_What you need to do_
Repeat the whole of the data, keeping every detail the same.

_Source material_
§ §

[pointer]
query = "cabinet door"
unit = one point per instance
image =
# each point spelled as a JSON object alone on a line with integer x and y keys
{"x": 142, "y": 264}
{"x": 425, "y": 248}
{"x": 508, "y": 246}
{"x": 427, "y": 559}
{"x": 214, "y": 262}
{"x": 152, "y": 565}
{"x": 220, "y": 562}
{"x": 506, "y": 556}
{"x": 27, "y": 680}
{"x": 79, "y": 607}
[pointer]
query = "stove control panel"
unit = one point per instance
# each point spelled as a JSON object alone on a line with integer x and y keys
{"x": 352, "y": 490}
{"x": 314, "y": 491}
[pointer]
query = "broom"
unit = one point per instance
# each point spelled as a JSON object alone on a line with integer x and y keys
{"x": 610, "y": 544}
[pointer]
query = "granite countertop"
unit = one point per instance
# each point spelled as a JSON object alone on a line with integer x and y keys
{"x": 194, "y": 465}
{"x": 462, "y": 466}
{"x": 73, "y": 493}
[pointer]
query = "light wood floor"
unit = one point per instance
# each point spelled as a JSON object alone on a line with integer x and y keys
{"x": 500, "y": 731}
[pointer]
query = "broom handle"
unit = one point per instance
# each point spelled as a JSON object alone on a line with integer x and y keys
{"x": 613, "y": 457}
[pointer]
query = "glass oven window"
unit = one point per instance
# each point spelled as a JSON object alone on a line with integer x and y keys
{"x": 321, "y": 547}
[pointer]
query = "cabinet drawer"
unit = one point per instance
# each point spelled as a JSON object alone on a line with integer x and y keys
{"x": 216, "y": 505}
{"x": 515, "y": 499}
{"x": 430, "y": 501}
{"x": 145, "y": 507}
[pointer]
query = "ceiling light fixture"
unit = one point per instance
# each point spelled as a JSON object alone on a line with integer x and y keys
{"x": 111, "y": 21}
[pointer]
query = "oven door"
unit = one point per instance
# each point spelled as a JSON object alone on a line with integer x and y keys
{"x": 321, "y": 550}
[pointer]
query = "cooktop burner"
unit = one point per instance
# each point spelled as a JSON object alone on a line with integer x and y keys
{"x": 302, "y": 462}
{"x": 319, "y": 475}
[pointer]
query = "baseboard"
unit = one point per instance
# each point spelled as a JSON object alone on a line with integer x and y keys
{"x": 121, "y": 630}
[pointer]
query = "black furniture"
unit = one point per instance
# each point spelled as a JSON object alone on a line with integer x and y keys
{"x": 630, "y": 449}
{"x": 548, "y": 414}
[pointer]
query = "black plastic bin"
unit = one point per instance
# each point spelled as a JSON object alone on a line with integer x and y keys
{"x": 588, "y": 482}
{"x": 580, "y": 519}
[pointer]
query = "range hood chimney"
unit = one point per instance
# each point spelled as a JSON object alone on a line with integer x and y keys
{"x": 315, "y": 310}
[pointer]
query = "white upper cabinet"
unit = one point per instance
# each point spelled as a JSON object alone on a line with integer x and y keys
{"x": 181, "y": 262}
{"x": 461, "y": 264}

§ §

_Final result_
[pointer]
query = "cabinet door"
unit = one point per instance
image =
# each point spelled as a JSON object alone on a line with integer x and y keys
{"x": 142, "y": 264}
{"x": 425, "y": 248}
{"x": 508, "y": 246}
{"x": 427, "y": 559}
{"x": 214, "y": 262}
{"x": 152, "y": 565}
{"x": 220, "y": 562}
{"x": 506, "y": 556}
{"x": 27, "y": 680}
{"x": 79, "y": 607}
[pointer]
query = "stove control panel"
unit = one point per instance
# each point spelled as a JSON object alone on a line with integer x and y keys
{"x": 352, "y": 490}
{"x": 314, "y": 491}
[pointer]
query = "broom"
unit = one point per instance
# each point spelled as a JSON object alone on a line with integer x and y keys
{"x": 610, "y": 544}
[pointer]
query = "granite countertop"
unit = one point per instance
# each point spelled as a JSON object alone on a line with integer x and y keys
{"x": 194, "y": 465}
{"x": 462, "y": 466}
{"x": 73, "y": 493}
[pointer]
query = "light wood floor"
unit = one point per instance
# each point spelled as a JSON object alone on a line with integer x and y keys
{"x": 500, "y": 731}
[pointer]
query = "broom handle"
unit = one point per instance
# each point spelled as a JSON object alone on a line with integer x and y keys
{"x": 613, "y": 457}
[pointer]
query = "glass oven window"
unit = one point per instance
# each point spelled as a JSON object alone on a line with integer x and y keys
{"x": 321, "y": 547}
[pointer]
query = "cabinet drawer"
unit = one point per instance
# each point spelled as a JSON object alone on a line with integer x and y keys
{"x": 216, "y": 505}
{"x": 515, "y": 499}
{"x": 430, "y": 501}
{"x": 145, "y": 507}
[pointer]
query = "ceiling light fixture"
unit = one point per instance
# each point spelled as a JSON object alone on a line with integer x and y keys
{"x": 111, "y": 21}
[pointer]
query = "oven door"
unit = one point per instance
# each point spelled as a JSON object alone on a line with integer x and y keys
{"x": 321, "y": 550}
[pointer]
query = "cooktop burner"
unit = one point per instance
# each point spelled as a JSON object alone on a line with integer x and y keys
{"x": 302, "y": 462}
{"x": 319, "y": 475}
[pointer]
query = "baseboard"
unit = one point per instance
# each point spelled as a JSON object alone on a line with integer x and y keys
{"x": 121, "y": 630}
[pointer]
query = "black furniture"
unit = one point per instance
# each point spelled as a JSON object alone on a line with integer x and y keys
{"x": 630, "y": 449}
{"x": 548, "y": 414}
[pointer]
query = "black plastic bin"
unit = one point per instance
# each point spelled as a JSON object alone on a line with integer x and y keys
{"x": 588, "y": 482}
{"x": 580, "y": 519}
[pointer]
query = "range hood chimney"
unit = one point per instance
# each point spelled as a JSON object alone on a line with integer x and y keys
{"x": 315, "y": 310}
[pointer]
query = "white upper cabinet"
unit = one point per instance
# each point spelled as a JSON object alone on a line with integer x and y keys
{"x": 181, "y": 262}
{"x": 461, "y": 264}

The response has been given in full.